Unlike other former Soviet republics that settled similar debts in the 1990s at a fraction of what was lost, Russia pledged to cover the whole amount. President Boris Yeltsin signed a law in 1995 ordering the government to restore savings via bank deposits and Soviet bonds based on what those holdings could have purchased in 1990. Payments started in earnest during Putin’s first term, when surging oil prices pushed the budget into surplus. Now Putin is back in the Kremlin for a third term and the budget is barely breaking even.
“Clearly, implementing this plan to restore the public’s savings would impose exorbitant obligations on the federal budget,” the Finance Ministry said in its most recent debt strategy report, released a year ago. “Were that actually to happen, the state would be deprived of the ability to pay for other expenses for an extended period of time.”
In the 1990s, Russia was passing laws without thinking of how they’d be funded, Putin told a meeting of regional human rights officials Aug. 16. Repaying all lost savings immediately would mean “nothing left to pay salaries to soldiers, to doctors, to teachers,” Putin said, according to a transcript on the Kremlin’s website. Russia should continue to pay what it can to the most elderly people who lost savings, he said.
The Finance Ministry’s plan to compensate the most elderly “victims” is the best approach, and gradual payments should be continued, Putin said. “This is something we’ve inherited from the past, but we need to do something about it.”
The government has earmarked 50 billion rubles in this year’s budget to repay lost deposits, and the same amount for 2013 and 2014. Savers who die are also eligible for 6,000 rubles, less than $200, in funeral costs.
“We make the payments every year, but it’s a miserly amount,” Kheyfets said. “I guess that’s just how it’s going to be until the people die.”
Running out the clock may now be a losing tactic. In their Lobanov ruling, the Strasbourg judges cited Russia’s refusal to say how many of the 1982 bonds are outstanding and its repeated suspension of a mechanism for redeeming them, “for reasons that remain unclear to the court.”
The Justice Ministry, which represents Russia in Strasbourg, said in a faxed statement that it honors all judgments by the European Court of Human rights, adding that the Lobanov ruling only applies to the 1982 notes. The Finance Ministry declined to comment.

- Entries shown -
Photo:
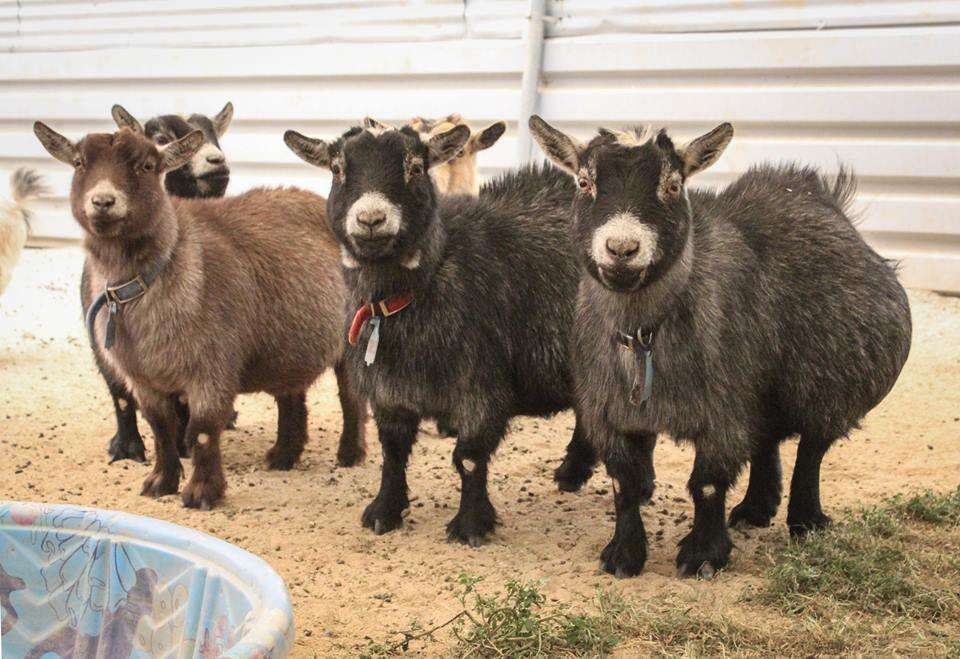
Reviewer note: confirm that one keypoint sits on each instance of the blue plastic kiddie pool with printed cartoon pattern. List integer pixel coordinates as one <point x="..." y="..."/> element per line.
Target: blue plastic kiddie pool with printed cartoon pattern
<point x="81" y="582"/>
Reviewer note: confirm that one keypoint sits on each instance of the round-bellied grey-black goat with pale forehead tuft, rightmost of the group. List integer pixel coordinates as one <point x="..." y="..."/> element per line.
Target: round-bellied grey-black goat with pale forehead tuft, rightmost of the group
<point x="771" y="317"/>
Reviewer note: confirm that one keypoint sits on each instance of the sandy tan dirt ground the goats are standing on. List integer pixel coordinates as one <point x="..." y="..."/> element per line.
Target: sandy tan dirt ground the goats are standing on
<point x="346" y="583"/>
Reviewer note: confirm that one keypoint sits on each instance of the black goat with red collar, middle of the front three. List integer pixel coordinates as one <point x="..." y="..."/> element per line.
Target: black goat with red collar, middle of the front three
<point x="493" y="282"/>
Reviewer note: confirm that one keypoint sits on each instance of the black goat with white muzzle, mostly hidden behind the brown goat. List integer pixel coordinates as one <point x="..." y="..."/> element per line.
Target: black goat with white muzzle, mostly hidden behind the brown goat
<point x="209" y="178"/>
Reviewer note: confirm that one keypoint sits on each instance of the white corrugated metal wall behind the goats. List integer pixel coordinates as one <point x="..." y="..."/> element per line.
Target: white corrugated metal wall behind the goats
<point x="872" y="84"/>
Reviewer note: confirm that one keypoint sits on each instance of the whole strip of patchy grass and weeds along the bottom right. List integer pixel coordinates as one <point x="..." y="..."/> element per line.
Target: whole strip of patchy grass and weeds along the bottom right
<point x="884" y="580"/>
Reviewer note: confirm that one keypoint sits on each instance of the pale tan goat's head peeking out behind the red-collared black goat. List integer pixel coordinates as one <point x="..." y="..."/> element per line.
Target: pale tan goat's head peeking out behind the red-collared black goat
<point x="459" y="175"/>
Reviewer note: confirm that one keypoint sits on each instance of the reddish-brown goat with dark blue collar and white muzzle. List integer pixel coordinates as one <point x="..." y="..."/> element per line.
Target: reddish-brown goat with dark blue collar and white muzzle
<point x="242" y="294"/>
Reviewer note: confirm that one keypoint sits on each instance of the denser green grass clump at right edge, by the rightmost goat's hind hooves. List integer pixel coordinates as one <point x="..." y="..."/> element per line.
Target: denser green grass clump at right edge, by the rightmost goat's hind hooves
<point x="874" y="562"/>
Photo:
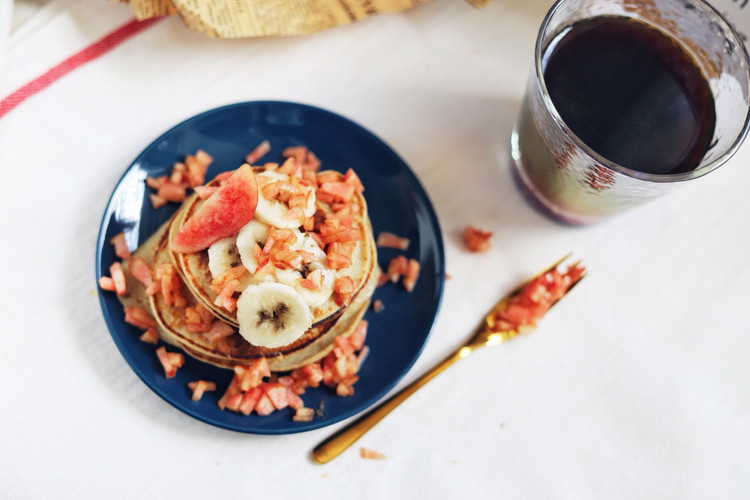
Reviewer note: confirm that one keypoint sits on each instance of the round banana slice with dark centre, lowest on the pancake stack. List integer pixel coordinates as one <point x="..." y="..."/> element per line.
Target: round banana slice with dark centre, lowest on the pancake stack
<point x="272" y="315"/>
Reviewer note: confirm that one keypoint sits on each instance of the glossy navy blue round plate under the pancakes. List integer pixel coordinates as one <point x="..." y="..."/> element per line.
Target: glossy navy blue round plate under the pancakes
<point x="397" y="203"/>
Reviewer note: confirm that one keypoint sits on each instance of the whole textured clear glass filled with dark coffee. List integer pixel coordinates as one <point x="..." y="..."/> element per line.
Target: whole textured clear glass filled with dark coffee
<point x="627" y="99"/>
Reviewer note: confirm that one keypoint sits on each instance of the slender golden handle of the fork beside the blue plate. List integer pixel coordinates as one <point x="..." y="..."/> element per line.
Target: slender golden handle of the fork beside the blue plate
<point x="345" y="437"/>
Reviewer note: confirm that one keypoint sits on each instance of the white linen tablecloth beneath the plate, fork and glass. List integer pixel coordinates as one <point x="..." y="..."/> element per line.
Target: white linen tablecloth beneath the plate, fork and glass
<point x="636" y="386"/>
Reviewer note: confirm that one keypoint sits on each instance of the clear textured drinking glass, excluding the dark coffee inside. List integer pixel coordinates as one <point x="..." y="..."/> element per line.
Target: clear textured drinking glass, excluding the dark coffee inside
<point x="564" y="177"/>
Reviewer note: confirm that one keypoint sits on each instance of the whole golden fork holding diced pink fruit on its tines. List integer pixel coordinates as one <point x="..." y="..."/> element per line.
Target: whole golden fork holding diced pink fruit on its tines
<point x="490" y="333"/>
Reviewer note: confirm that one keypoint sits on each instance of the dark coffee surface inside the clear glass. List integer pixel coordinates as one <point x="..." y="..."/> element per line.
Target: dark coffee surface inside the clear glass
<point x="632" y="94"/>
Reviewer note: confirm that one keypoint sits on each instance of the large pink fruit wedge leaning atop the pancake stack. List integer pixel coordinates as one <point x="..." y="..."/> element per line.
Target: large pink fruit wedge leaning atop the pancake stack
<point x="221" y="215"/>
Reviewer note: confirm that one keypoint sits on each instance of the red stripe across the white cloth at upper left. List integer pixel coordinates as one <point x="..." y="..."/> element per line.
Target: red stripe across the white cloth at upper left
<point x="96" y="49"/>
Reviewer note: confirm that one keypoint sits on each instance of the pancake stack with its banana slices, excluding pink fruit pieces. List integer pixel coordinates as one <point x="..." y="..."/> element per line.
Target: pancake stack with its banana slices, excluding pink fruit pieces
<point x="262" y="306"/>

- Problems and tasks -
1. In the passage on Russia's lost Soviet savings, how much money has the government earmarked in this year's budget to repay lost deposits?
2. Carry on the passage on Russia's lost Soviet savings from the point where it stops.

- Results in order -
1. 50 billion rubles.

2.
The estimated 25 trillion rubles in liabilities, if fully recognized, would boost Russia’s debt nearly 10-fold, Vladimir Osakovskiy, chief economist at Bank of America Merrill Lynch in Moscow, said today in an e-mailed comment. Earlier settlements suggest Russia will find a way to avoid damage to its credit ratings or sovereign debt, he said.
“Back in 1997, Russia settled outstanding tsarist bonds in France for $400 million, which was less than 1 percent of foregone purchasing power in nearly 100 years of foregone interest,” he said. “We expect similar settlement in this case as well.”
There are no public records for how many Brezhnev bonds were sold, Kheyfets said. As bearer bonds with no ownership records, the 1982 notes served as a second currency supporting the Soviet shadow economy, he said.
Russia didn’t mention the notes or estimate of Soviet savings debt in the 143-page prospectus for its $7 billion sale of Eurobonds this year.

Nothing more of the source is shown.